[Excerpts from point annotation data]
______________________________
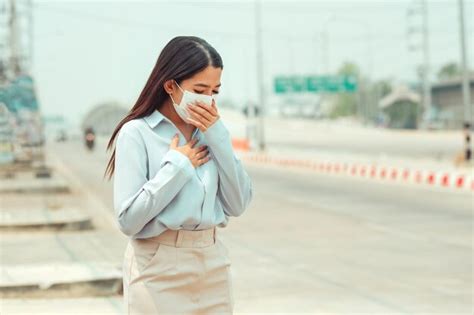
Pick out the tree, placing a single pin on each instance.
(449, 71)
(346, 103)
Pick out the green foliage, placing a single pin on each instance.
(448, 71)
(402, 115)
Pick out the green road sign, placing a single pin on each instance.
(315, 84)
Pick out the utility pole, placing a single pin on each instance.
(425, 69)
(260, 77)
(14, 39)
(465, 84)
(30, 36)
(426, 59)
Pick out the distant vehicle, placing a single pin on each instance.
(61, 136)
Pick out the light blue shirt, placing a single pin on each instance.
(158, 188)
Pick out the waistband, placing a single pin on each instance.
(187, 238)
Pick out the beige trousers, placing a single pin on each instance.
(178, 272)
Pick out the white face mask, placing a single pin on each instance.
(189, 97)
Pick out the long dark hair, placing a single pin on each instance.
(180, 59)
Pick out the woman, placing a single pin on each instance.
(176, 180)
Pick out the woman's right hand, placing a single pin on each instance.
(197, 156)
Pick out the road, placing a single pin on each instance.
(342, 138)
(335, 245)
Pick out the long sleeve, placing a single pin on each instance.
(136, 199)
(235, 186)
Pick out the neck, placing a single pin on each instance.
(168, 111)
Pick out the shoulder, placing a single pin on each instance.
(132, 129)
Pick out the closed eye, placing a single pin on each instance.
(200, 92)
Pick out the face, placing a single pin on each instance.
(207, 82)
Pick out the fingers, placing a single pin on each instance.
(191, 143)
(174, 141)
(205, 158)
(201, 112)
(197, 124)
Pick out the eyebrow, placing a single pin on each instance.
(205, 85)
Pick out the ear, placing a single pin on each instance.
(169, 86)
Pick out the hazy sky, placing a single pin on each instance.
(87, 52)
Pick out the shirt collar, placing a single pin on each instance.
(154, 118)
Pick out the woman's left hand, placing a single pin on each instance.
(202, 115)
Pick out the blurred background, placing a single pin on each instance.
(353, 118)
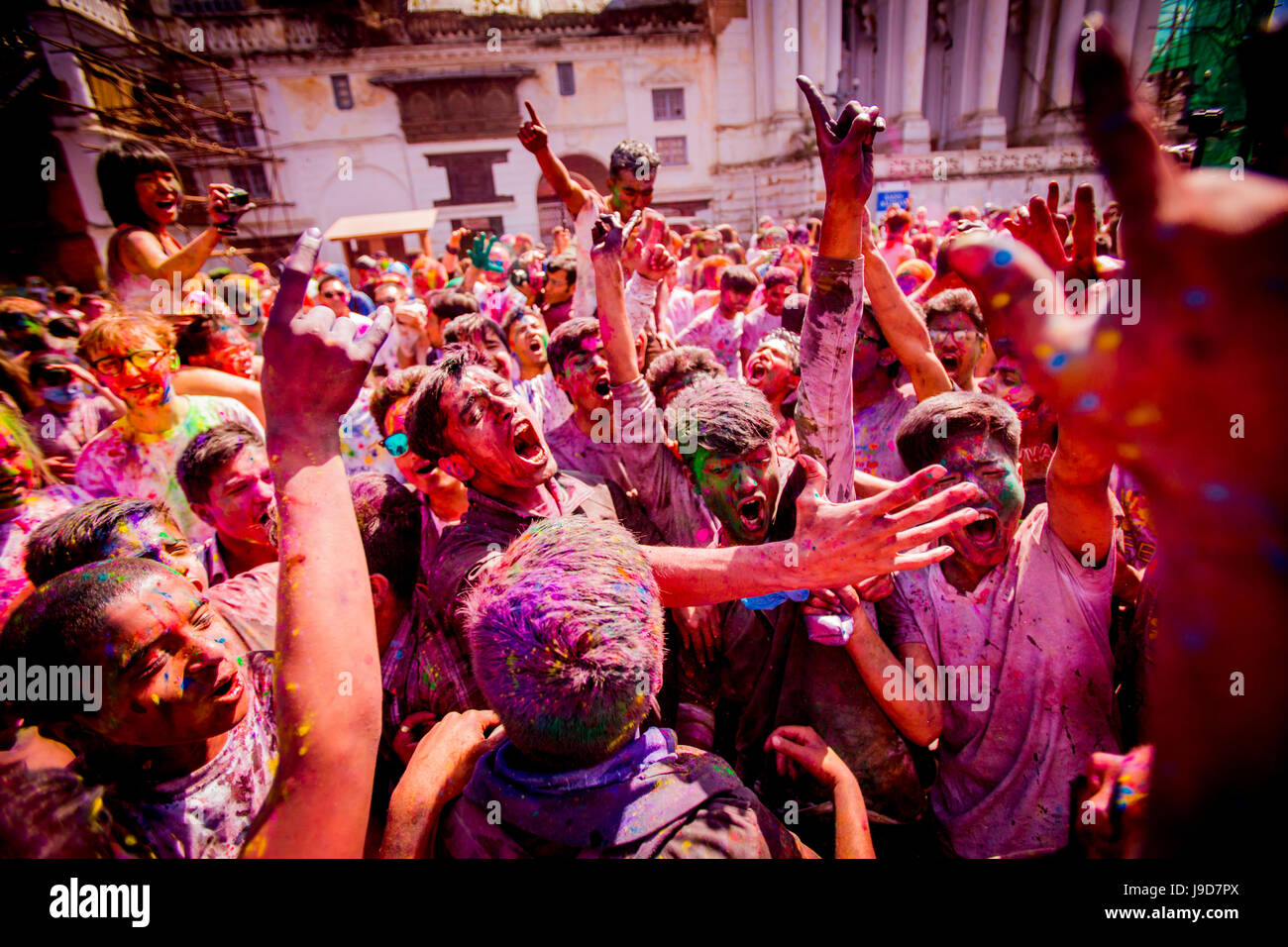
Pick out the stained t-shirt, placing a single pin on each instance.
(121, 462)
(875, 427)
(209, 812)
(1039, 625)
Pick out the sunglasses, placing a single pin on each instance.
(141, 360)
(397, 444)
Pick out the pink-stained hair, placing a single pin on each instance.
(566, 631)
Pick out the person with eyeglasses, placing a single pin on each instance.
(957, 331)
(134, 357)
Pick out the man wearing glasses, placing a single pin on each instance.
(957, 333)
(133, 356)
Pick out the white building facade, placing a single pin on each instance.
(416, 106)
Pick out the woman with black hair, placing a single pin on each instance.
(142, 193)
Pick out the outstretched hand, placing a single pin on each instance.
(1044, 230)
(844, 145)
(314, 363)
(532, 134)
(844, 544)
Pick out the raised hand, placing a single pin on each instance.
(313, 363)
(1184, 392)
(845, 145)
(842, 544)
(532, 134)
(222, 213)
(1043, 230)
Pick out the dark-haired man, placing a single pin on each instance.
(119, 527)
(223, 474)
(1025, 600)
(631, 175)
(471, 421)
(729, 487)
(558, 291)
(956, 328)
(720, 328)
(583, 442)
(774, 369)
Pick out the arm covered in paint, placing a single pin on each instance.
(824, 399)
(901, 325)
(833, 544)
(327, 685)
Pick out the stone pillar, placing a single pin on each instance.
(909, 132)
(786, 52)
(980, 124)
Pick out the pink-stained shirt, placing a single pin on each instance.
(1038, 622)
(40, 505)
(121, 462)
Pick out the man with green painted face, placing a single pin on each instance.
(472, 423)
(730, 489)
(631, 176)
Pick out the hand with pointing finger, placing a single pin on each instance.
(532, 134)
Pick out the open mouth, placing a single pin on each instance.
(228, 690)
(751, 514)
(986, 530)
(527, 444)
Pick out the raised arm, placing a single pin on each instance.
(533, 137)
(614, 328)
(900, 322)
(803, 746)
(327, 686)
(833, 544)
(824, 405)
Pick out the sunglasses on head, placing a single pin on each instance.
(397, 444)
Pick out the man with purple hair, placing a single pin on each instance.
(567, 637)
(469, 420)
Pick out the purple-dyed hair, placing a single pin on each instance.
(566, 630)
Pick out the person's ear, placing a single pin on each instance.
(456, 466)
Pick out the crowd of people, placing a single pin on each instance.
(649, 540)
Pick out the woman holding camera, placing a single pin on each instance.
(146, 265)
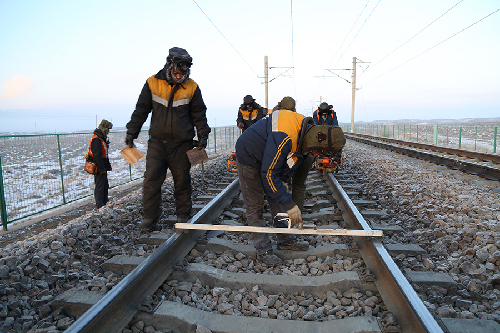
______________________________
*What you will do*
Please reproduce all of the data above word for word, leaving the pictures out of your answer.

*Answer in full*
Pick out the tree, placing a single pin on each instance.
(449, 71)
(346, 103)
Pick out the green foliage, placing a single pin on each instance.
(448, 71)
(402, 115)
Pick out the green road sign, placing a single pin on each instance.
(315, 84)
Pick out the utility pole, placing a single pin on each instance.
(425, 69)
(260, 77)
(14, 39)
(465, 84)
(30, 36)
(426, 59)
Pick out the distant vehicle, placing a single pin on each instance.
(61, 136)
Pick out the light blue shirt, placing a single pin on each instance.
(158, 188)
Pick out the waistband, placing a single pin on each instance.
(187, 238)
Pick out the beige trousers, placing a single pin on each instance.
(178, 272)
Pick out the white face mask, placing a single pin on each instance.
(189, 97)
Pick out the long dark hair, placing a single pin on each instance.
(180, 59)
Pick out the woman, placing a single pin on each instance.
(176, 180)
Pick out the woman's right hand, placing a single pin on each instance.
(197, 156)
Pick out the road, placing a single pin on each instance.
(342, 138)
(335, 245)
Pick out the long sleeve, placing a single pin on each instance.
(136, 199)
(235, 186)
Pick out the neck, placing a single pin on each instance.
(168, 111)
Pick out the shoulder, placing a single pin on each instance.
(132, 129)
Pick out the closed eye, placing a single pin on each instance.
(200, 92)
Pick out the face, placing a single pin on each instance.
(207, 82)
Pick out the fingers, placing a single pin on each instance.
(191, 143)
(174, 141)
(205, 158)
(201, 112)
(197, 124)
Pick out the eyebrow, placing a single pin on each instance.
(205, 85)
Pick out the ear, placing a single pin on each instance.
(169, 86)
Pick out the hazy sky, placing a single pin on each instance.
(87, 52)
Pick out the shirt collar, placing a single pin on each instance.
(154, 118)
Pick out the woman's left hand, placing a single pin on each instance.
(202, 115)
Pick out the blurred background, placing a single pin on each instance.
(353, 118)
Pick out the stained t-shirt, placing a single pin on each instance.
(121, 462)
(875, 427)
(209, 812)
(1039, 625)
Pick out the sunglasses, placing a single pin on each instance.
(141, 360)
(397, 444)
Pick out the pink-stained hair, placing a single pin on each instance.
(566, 631)
Pick out the person with eyeglasses, placing a single pin on each instance.
(957, 331)
(134, 357)
Pick out the man wearing glasses, placing a single pin on each instance.
(957, 333)
(133, 356)
Pick out the white building facade, placing a single pin on each instance.
(416, 106)
Pick out the woman with black hair, placing a single pin on each instance.
(142, 193)
Pick out the outstretched hand, placing a single pin on each instance.
(1044, 230)
(844, 145)
(314, 363)
(532, 134)
(844, 544)
Pick out the raised hand, placing a single pin on each instance.
(313, 363)
(1184, 392)
(845, 145)
(842, 544)
(532, 134)
(222, 213)
(1043, 230)
Pick out the dark-haired man, placing a single pin on each instance.
(119, 527)
(223, 474)
(1025, 600)
(631, 175)
(471, 421)
(729, 487)
(558, 291)
(956, 328)
(720, 328)
(583, 442)
(774, 369)
Pick out the arm covered in paint, placing a single pin on each instance.
(824, 399)
(901, 325)
(833, 544)
(327, 685)
Pick out the stone pillar, placing a single pin on each instance.
(909, 132)
(786, 52)
(980, 124)
Pick out the pink-stained shirt, placing a single pin on each instance.
(1038, 622)
(40, 505)
(121, 462)
Pick out the man with green painted face, placing a single pin on each instance.
(472, 423)
(730, 489)
(631, 176)
Pick out the hand with pointing finger, placing a single pin on each instance.
(532, 134)
Pick out the open mouth, placing a single pin on each instance.
(228, 690)
(751, 514)
(986, 530)
(527, 444)
Pick out the raised arm, placing a single pin on each instance.
(533, 137)
(614, 328)
(900, 322)
(803, 746)
(327, 686)
(833, 544)
(824, 405)
Pick out the sunglasses on head, placing a single pin on each instance.
(397, 444)
Pick out the man with purple hair, placing a single pin on each instance.
(567, 637)
(469, 420)
Pick out the purple-dyed hair, placing a single pin on each instance.
(566, 630)
Pick out the person's ear, placing a single pin on each instance.
(456, 466)
Pick out the crowd of people, placing a single pin on each instance.
(649, 540)
Pick out the woman holding camera, placing a single pin on each instance.
(146, 265)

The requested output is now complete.